LISTING:
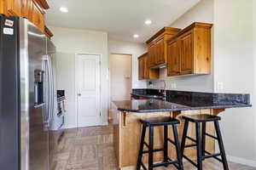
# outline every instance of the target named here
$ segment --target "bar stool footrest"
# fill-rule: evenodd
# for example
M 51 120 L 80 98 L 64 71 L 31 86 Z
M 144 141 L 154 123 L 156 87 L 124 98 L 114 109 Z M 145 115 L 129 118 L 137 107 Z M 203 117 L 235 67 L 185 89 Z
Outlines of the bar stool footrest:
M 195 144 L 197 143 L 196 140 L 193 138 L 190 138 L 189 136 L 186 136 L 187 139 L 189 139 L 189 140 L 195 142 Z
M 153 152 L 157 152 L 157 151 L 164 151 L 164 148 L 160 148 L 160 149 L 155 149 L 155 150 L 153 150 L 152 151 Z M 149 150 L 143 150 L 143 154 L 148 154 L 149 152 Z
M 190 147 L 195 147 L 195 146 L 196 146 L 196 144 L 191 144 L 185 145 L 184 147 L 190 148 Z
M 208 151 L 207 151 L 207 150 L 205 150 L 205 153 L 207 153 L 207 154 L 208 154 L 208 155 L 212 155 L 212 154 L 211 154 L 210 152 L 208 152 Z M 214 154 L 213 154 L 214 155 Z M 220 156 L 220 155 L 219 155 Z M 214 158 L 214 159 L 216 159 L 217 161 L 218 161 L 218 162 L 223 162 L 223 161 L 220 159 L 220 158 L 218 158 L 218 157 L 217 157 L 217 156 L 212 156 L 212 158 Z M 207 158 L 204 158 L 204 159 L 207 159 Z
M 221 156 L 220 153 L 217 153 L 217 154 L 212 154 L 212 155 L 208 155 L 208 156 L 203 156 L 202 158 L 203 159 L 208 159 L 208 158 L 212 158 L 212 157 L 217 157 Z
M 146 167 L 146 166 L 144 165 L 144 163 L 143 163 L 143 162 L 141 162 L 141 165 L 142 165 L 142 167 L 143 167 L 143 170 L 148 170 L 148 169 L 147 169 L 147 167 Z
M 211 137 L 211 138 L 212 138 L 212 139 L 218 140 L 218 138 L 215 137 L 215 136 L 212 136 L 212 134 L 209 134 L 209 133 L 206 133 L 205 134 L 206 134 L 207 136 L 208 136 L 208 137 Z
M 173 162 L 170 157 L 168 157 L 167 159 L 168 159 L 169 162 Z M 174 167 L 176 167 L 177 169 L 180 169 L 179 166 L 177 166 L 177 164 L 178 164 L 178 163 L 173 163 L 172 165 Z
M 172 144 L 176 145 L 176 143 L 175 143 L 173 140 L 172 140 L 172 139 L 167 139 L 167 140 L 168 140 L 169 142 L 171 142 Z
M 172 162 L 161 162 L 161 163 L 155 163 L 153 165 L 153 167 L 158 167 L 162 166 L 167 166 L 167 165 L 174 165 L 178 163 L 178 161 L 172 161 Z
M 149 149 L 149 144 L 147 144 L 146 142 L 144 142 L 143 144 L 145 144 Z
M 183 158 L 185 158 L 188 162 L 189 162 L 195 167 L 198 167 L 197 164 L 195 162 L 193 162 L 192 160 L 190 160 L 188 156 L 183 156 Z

==

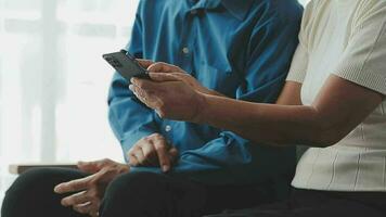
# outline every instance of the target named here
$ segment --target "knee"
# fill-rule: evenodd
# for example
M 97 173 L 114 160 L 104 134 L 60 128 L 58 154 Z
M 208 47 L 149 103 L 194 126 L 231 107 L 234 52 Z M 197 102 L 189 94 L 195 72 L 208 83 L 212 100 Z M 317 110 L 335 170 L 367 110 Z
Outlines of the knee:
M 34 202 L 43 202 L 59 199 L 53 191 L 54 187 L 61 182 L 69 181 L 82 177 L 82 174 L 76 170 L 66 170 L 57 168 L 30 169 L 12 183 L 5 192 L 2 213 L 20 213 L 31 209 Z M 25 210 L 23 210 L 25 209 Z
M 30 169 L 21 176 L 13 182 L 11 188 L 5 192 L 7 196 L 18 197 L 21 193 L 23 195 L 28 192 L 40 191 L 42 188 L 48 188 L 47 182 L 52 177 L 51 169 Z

* * *

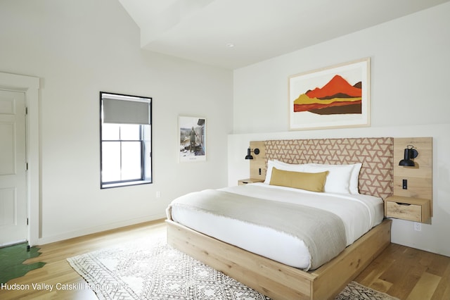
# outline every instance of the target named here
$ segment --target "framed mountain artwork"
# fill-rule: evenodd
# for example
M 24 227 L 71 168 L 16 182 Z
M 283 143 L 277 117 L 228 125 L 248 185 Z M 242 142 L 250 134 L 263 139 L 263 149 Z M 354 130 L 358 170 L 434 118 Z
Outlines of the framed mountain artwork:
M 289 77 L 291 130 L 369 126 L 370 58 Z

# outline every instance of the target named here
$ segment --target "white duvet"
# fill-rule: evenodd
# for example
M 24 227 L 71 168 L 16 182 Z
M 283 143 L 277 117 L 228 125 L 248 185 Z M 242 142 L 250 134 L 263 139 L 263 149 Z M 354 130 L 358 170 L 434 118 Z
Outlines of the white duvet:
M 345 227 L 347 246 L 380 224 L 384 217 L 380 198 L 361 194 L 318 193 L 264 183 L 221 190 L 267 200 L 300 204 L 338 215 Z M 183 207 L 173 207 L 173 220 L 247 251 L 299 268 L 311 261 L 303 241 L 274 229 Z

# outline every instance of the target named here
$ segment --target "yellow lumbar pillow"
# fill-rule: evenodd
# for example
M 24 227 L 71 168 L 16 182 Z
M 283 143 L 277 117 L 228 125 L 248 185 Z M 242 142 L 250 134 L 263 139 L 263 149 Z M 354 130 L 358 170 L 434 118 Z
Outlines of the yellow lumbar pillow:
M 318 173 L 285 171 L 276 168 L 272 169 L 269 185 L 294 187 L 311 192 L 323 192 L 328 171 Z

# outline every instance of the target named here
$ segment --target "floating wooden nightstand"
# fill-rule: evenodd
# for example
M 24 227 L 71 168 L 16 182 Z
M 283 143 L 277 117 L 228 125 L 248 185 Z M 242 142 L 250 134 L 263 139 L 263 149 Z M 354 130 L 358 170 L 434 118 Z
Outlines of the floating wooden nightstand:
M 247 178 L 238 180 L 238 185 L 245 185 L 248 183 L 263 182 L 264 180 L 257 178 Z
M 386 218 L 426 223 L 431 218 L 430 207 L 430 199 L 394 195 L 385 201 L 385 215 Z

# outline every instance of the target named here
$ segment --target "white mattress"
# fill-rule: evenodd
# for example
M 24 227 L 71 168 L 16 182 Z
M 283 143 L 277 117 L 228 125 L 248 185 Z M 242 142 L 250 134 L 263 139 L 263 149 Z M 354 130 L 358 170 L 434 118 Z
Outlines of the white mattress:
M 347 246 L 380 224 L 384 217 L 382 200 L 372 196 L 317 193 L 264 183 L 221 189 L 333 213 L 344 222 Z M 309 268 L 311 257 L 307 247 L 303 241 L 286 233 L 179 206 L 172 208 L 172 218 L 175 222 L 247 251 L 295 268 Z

WHAT YOU WILL DO:
Count the lines in the rows above that contain the string "wooden", and reply with that number alone.

RESPONSE TO THE TASK:
2